— What to work on —
Write what comes next in the mailing-list thread below on counting the documents that contain two terms, starting right after its last sentence.

— Passage provided —
You are viewing a plain text version of this content. The canonical link for it is here.

Posted to java-user@lucene.apache.org by Adrian Dimulescu <ad...@gmail.com> on 2009/03/16 11:25:49 UTC

number of hits of pages containing two terms

Hello,

I need the number of pages that contain two terms. Only the number of 
hits, I don't care about retrieving the pages. Right now I am using the 
following code in order to get it:


Term first, second;

TermQuery q1 = new TermQuery(first);
TermQuery q2 = new TermQuery(second);

BooleanQuery bQ = new BooleanQuery();
bQ.add(q1, Occur.MUST);
bQ.add(q2, Occur.MUST);

int hitsBoth = indexSearcher.search(bQ, null, 1).totalHits;

For my specific needs of only getting only the hits number, not the 
actual documents, this is very slow (half a second a query) on a recent 
PC. Is there a faster way ?

In order to get the hits for one term, I use indexReader.docFreq(Term) 
-- no actual Query. I wonder if I could do something similar for two Terms.


Thank you
Adrian.


---------------------------------------------------------------------
To unsubscribe, e-mail: java-user-unsubscribe@lucene.apache.org
For additional commands, e-mail: java-user-help@lucene.apache.org

Re: number of hits of pages containing two terms

Posted by Paul Elschot <pa...@xs4all.nl>.

You may want to try Filters (starting from TermFilter) for this, especially
those based on the default OpenBitSet (see the intersection count method)
because of your interest in stop words.
10k OpenBitSets for 39 M docs will probably not fit in memory in one go,
but that can be worked around by keeping fewer of them in memory.

For non stop words, you could also try using SortedVIntList instead
of OpenBitSet to reduce memory usage. In that case there is no direct
intersection count, but a counting iteration over the intersection can be
still done without actually forming the resulting filter.

Regards,
Paul Elschot


On Tuesday 17 March 2009 12:35:19 Adrian Dimulescu wrote:
> Ian Lea wrote:
> > Adrian - have you looked any further into why your original two term
> > query was too slow?  My experience is that simple queries are usually
> > extremely fast.  
> Let me first point out that it is not "too slow" in absolute terms, it 
> is only for my particular needs of attempting the number of 
> co-occurrences between ideally all non-noise terms (I plan about 10 k x 
> 10 k = 100 million calculations).
> > How large is the index?
> I indexed Wikipedia (the 8GB-XML dump you can download). The index size 
> is 4.4 GB. I have 39 million documents. The particularity is that I cut 
> Wikipedia in pararaphs and I consider each paragraph as a Document (not 
> one page per Document as usual). Which makes a lot of short documents.

— Collected data —

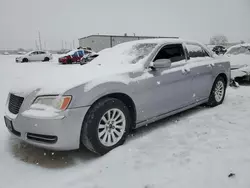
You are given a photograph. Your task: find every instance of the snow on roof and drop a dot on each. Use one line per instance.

— Reply to the exercise —
> Each document has a stored Id  and a non-stored analyzed body :
> 
>             doc.add(new Field("id", id, Store.YES, Index.NO));
>             doc.add(new Field("text", p, Store.NO, Index.ANALYZED));
> 
> > How many occurrences of your first or second
> > terms?  
> I do have in my index some words that are usually qualified as "stop" 
> words. My first two terms are "and" : 13M hits and "s" : 4M hits. I use 
> the SnowballAnalyzer in order to lemmatize words.
> 
> My intuition is that the large number of short documents and the fact I 
> am interested in the "stop" words do not help performance.
> 
> Thank you,
> Adrian.
> 
> ---------------------------------------------------------------------
> To unsubscribe, e-mail: java-user-unsubscribe@lucene.apache.org
> For additional commands, e-mail: java-user-help@lucene.apache.org
> 
> 
>

Re: number of hits of pages containing two terms

Posted by Chris Hostetter <ho...@fucit.org>.

: The final "production" computation is one-time, still, I have to recurrently
: come back and correct some errors, then retry...

this doesn't really seem like a problem ideally suited for Lucene ... this 
seems like the type of problem sequential batch crunching could solve 
better...

first pass: tokenize each document into a bucket of words

second pass: count the occurances of every word, and make a list of all 
docs where the occurance is greater then N.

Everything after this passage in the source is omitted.